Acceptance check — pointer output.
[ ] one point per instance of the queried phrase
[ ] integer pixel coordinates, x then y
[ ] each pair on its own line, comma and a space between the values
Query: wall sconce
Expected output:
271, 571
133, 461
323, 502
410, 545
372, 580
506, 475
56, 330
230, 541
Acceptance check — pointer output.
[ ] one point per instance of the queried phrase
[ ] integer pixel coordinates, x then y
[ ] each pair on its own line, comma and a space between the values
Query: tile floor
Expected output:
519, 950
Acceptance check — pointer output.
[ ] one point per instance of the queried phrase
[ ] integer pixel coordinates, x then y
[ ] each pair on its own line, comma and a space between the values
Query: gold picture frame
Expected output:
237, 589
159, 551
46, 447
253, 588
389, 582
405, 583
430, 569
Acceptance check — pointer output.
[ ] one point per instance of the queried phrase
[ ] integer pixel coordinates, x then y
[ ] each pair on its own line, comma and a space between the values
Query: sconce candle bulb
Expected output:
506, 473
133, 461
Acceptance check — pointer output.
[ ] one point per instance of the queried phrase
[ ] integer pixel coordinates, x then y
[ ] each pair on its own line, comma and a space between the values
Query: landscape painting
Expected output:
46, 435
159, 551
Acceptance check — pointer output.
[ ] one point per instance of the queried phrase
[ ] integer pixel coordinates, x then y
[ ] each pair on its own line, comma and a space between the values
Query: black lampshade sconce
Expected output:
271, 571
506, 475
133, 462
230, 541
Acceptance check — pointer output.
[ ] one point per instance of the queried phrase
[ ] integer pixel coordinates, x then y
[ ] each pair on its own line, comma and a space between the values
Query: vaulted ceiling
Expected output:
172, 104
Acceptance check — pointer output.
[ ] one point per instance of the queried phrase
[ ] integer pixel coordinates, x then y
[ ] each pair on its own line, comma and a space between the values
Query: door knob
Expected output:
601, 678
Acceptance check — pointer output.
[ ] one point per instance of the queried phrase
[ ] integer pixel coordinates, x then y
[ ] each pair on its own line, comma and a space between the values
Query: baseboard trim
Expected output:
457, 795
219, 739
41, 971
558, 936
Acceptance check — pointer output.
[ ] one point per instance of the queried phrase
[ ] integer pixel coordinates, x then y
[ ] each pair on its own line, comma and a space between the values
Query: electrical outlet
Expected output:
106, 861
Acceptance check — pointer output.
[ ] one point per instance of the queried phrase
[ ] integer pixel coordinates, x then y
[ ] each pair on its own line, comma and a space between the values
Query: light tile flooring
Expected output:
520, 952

● ● ● ● ● ● ●

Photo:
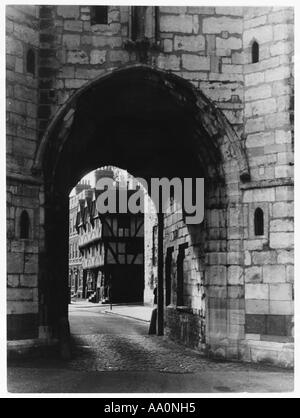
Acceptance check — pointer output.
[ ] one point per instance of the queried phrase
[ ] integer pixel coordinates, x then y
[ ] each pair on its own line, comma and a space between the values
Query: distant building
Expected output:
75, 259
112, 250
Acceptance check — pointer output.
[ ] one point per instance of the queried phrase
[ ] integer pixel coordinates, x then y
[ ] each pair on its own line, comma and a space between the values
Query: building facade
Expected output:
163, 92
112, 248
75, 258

● ● ● ● ● ● ●

• **Tarefa proposta**:
Informe quantas linhas dos registros contêm a palavra "building". Responda somente com o número.

• **Exercício resolvido**:
2